What is required =>
Read the data and repeat all of it exactly.

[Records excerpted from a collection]
※ ※ ※
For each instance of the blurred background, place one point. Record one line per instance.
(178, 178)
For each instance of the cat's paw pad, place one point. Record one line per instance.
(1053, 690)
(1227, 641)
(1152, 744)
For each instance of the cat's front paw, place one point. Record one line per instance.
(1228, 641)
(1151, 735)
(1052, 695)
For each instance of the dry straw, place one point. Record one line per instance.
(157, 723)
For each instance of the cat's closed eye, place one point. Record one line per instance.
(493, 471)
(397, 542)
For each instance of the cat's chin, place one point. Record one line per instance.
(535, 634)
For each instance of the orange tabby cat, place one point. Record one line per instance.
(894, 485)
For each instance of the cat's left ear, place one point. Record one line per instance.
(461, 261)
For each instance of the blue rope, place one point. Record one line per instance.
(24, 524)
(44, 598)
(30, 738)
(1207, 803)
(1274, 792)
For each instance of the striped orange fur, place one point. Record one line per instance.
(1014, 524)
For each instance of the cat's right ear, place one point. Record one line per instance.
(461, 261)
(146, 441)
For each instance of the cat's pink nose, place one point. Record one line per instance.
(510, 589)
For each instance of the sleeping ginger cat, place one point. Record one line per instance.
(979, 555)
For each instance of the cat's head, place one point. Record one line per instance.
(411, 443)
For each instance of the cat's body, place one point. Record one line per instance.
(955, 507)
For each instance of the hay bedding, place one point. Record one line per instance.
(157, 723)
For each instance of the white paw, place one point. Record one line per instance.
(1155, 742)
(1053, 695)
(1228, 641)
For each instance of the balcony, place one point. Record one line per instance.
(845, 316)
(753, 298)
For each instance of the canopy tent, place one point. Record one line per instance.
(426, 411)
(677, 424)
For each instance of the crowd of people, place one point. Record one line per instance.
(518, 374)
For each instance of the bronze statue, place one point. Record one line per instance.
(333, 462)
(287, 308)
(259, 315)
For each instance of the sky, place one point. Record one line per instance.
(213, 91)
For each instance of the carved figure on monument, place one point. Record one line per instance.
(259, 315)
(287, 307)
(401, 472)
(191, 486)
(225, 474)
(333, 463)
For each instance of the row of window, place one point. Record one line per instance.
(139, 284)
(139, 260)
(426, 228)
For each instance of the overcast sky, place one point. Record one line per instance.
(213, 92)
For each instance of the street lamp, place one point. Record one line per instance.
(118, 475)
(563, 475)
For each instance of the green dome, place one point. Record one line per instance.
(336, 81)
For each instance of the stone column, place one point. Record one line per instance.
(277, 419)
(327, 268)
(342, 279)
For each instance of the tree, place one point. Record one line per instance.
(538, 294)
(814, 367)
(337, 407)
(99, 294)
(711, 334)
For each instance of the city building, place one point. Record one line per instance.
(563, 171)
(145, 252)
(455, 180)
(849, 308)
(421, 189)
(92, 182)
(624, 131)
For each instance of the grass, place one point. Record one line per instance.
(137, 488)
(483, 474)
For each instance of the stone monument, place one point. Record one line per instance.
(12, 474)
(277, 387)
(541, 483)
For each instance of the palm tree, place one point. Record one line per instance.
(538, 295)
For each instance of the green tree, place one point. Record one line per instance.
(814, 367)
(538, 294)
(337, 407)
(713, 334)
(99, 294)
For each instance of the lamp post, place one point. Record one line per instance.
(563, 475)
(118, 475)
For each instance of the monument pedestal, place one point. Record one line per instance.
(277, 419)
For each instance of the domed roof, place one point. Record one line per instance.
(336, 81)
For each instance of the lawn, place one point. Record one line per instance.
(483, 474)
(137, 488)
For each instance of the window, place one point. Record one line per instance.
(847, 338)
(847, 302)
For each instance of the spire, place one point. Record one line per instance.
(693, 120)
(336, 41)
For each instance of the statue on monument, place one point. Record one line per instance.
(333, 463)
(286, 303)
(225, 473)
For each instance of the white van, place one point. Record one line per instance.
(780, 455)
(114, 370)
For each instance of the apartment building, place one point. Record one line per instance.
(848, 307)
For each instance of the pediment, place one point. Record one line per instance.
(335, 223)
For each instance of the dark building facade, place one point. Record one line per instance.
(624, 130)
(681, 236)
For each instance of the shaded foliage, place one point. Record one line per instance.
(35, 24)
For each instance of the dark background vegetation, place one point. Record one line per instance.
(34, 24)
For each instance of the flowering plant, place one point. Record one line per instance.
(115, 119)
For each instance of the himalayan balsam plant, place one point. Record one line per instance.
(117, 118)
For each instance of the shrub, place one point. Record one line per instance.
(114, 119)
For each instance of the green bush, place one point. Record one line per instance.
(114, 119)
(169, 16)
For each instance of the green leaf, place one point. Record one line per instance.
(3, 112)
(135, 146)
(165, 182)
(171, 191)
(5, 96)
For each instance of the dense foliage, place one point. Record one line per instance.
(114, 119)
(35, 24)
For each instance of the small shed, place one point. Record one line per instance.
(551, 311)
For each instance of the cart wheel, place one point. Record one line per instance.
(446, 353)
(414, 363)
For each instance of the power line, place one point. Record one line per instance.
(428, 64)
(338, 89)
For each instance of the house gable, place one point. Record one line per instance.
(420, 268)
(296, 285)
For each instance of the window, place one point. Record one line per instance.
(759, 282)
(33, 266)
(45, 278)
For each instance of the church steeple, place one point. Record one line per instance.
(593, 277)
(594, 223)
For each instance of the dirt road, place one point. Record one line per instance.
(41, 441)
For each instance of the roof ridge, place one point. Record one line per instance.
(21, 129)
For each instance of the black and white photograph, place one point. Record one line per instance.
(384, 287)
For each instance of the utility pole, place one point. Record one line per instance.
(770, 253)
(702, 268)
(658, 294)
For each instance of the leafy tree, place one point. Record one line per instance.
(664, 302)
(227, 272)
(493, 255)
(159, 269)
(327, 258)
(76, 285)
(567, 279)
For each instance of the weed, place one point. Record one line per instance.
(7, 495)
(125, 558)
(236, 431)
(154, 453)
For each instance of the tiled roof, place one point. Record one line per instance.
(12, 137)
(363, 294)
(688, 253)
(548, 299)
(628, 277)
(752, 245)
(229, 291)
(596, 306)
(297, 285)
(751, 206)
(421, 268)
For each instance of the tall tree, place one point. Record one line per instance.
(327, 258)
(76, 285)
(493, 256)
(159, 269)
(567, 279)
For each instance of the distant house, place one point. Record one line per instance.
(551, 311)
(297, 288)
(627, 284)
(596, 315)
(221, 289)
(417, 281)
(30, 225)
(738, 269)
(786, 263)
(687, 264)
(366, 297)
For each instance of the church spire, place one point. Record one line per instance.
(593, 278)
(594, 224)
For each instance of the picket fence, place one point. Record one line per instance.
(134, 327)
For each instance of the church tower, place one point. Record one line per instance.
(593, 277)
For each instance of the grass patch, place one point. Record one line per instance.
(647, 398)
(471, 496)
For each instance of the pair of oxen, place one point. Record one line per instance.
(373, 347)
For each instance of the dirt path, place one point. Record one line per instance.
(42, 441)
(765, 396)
※ ※ ※
Answer in full =>
For each instance of the blurred background, place one point. Record one line per instance.
(178, 178)
For each instance of the cat's paw pad, place one point. Record one line per instance.
(1053, 690)
(1227, 641)
(1152, 744)
For each instance of the cat's front paw, place one point. Record one line per instance.
(1228, 641)
(1151, 735)
(1052, 695)
For each instance of the dry straw, place one point. Record one line per instance.
(157, 723)
For each instance of the cat's closed eye, place one point. Record one line per instance.
(493, 471)
(397, 542)
For each instance of the cat's chin, place one point. Record one line per instance.
(535, 634)
For each instance of the orange tabby cat, place one point. Record one line per instance.
(894, 485)
For each instance of the cat's left ear, place one point. Record one line per instance.
(461, 261)
For each instance of the blue rope, place one point. Record one line per instance.
(24, 524)
(44, 598)
(30, 738)
(1207, 803)
(1274, 792)
For each instance of the striped orange fur, place one point. Record one line per instance.
(1014, 524)
For each instance of the cat's right ear, place one point. Record one line per instance.
(461, 261)
(146, 441)
For each instance of the cat's pink nose, place one point. Record one line per instance.
(510, 589)
For each instance of the sleeping ginger cat, place one point. Record one line per instance.
(979, 555)
For each instance of the cat's head, place one point. Record one line per instance.
(411, 443)
For each instance of the cat's body, place one point. Record one line per instance.
(955, 507)
For each instance of the hay bedding, place one point. Record one line per instance.
(157, 723)
For each instance of the white paw, place one point. Record one line per instance.
(1155, 742)
(1053, 695)
(1228, 641)
For each instance of the balcony, place one point. Record one line per instance.
(845, 316)
(753, 298)
For each instance of the canopy tent, place one point. Record one line per instance.
(426, 411)
(677, 424)
For each instance of the crowd of people, place one point. Record one line per instance.
(518, 374)
For each instance of the bronze statue, place one point. Record one line per instance.
(333, 462)
(287, 308)
(259, 315)
For each instance of the sky, place one point. Record one line per instance.
(213, 91)
For each instance of the carved figure on monument, place one point. Record one line per instance.
(259, 315)
(287, 307)
(401, 472)
(191, 486)
(225, 474)
(333, 463)
For each instance of the row of window, place one point. Record one line per instance.
(139, 284)
(139, 260)
(426, 228)
For each instance of the overcast sky, place one point. Record one line per instance.
(213, 92)
For each instance of the street lamp, place one point. Record one line per instance.
(118, 475)
(563, 475)
For each instance of the green dome, place one point. Record one line per instance.
(336, 81)
For each instance of the stone column, place one point. Record one line per instance.
(277, 419)
(327, 268)
(342, 279)
For each instance of the tree, place one point. Record one line per instance.
(538, 294)
(814, 367)
(337, 407)
(99, 294)
(711, 334)
For each instance of the city building, place one point. Record one line per instance.
(563, 171)
(145, 252)
(455, 180)
(849, 308)
(421, 189)
(92, 182)
(624, 131)
For each instance of the grass, place one point. Record one line per instance.
(137, 488)
(483, 474)
For each instance of the stone monument, place one point. Record one line per instance.
(12, 474)
(277, 387)
(541, 483)
For each instance of the palm tree, place one point. Record one line per instance.
(538, 295)
For each instance of the green tree, place one point. Record one line per instance.
(814, 367)
(538, 294)
(337, 407)
(713, 334)
(99, 294)
For each instance of the lamp post, place one point. Record one line per instance.
(563, 475)
(118, 475)
For each instance of the monument pedestal, place one point. Record one line per instance.
(277, 419)
For each instance of the domed roof, place one point. Record one line per instance.
(336, 81)
For each instance of the lawn, place one point. Record one line per instance.
(483, 474)
(137, 488)
For each instance of the window, place one point. Record one line per instance.
(847, 338)
(847, 302)
For each instance of the spire, place one point. Record one line per instance.
(693, 120)
(336, 41)
For each instance of the statue on monument, place one point. Record one line per instance.
(333, 463)
(286, 303)
(225, 473)
For each instance of the white van, place one point. Record one line per instance.
(780, 455)
(114, 370)
For each instance of the apartment building, place one point. Record one line per instance.
(848, 307)
For each instance of the pediment, place one point. Record one line per instance.
(335, 223)
For each instance of the dark building facade, place one point. Record one line per instance.
(624, 130)
(681, 236)
For each instance of the shaded foliage, place one point. Record one line per instance.
(35, 24)
For each instance of the dark background vegetation, place one point. Record one line per instance.
(34, 24)
For each instance of the flowering plant, place one point. Record one line per instance.
(115, 119)
For each instance of the himalayan balsam plant, place one point. Record one line per instance.
(117, 118)
For each instance of the shrub, place one point. Record one line per instance.
(114, 119)
For each instance of the green bush, place one point. Record one line per instance.
(114, 119)
(169, 16)
For each instance of the green leaf, place one point. Record one line per instance.
(3, 112)
(135, 146)
(165, 182)
(171, 191)
(5, 96)
For each instance of the dense foliage, place one point. Record one line per instance.
(114, 119)
(35, 24)
For each instance of the small shed, place one point. Record one line per instance.
(551, 311)
For each instance of the cart wheel, place one point. Record one line per instance.
(446, 353)
(414, 363)
For each instance of the power line, place one point. Record one line per instance.
(428, 64)
(338, 89)
For each instance of the house gable, place one point. Record one line per instance.
(420, 268)
(296, 285)
For each instance of the window, place one point. Record one line per instance.
(759, 282)
(33, 266)
(45, 278)
For each instance of the church steeple, place one point. Record one line per instance.
(593, 277)
(594, 223)
For each instance of the dirt road, place one point. Record one line per instance.
(41, 441)
For each instance of the roof ridge, place one point. Record one line per instance.
(21, 129)
For each instance of the black and white photograph, place one point. Record one line per instance.
(384, 287)
For each instance of the utility pole, place one point. Record one line per instance.
(770, 253)
(702, 268)
(658, 294)
For each instance of the leafy tree, place one point. Record one line per instance.
(664, 302)
(227, 272)
(493, 255)
(159, 269)
(327, 258)
(76, 285)
(567, 279)
For each instance of the weed, place one point. Record one line per instance.
(7, 495)
(125, 558)
(236, 431)
(154, 453)
For each instance of the tiled roof, place one point. Record one line per instance.
(12, 137)
(363, 294)
(688, 253)
(548, 299)
(628, 277)
(752, 245)
(229, 291)
(596, 306)
(297, 285)
(751, 206)
(421, 268)
For each instance of the tall tree, place one point. Record one line per instance.
(327, 258)
(76, 285)
(493, 256)
(159, 269)
(567, 279)
For each instance of the distant house, place one point. Record one line per instance.
(551, 311)
(297, 288)
(627, 284)
(596, 315)
(221, 289)
(417, 281)
(30, 225)
(738, 269)
(786, 263)
(687, 264)
(366, 297)
For each instance of the church spire, place one point. Record one line per instance.
(593, 278)
(594, 224)
For each instance of the picket fence, place one point. Record one line per instance.
(134, 327)
For each instance of the church tower, place one point. Record one line per instance.
(593, 277)
For each instance of the grass patch, place one point. Record one line per instance.
(647, 398)
(471, 496)
For each instance of the pair of oxen, place one point. Record one line per instance.
(373, 347)
For each instance of the dirt path, place one point. Record one line per instance.
(42, 441)
(765, 396)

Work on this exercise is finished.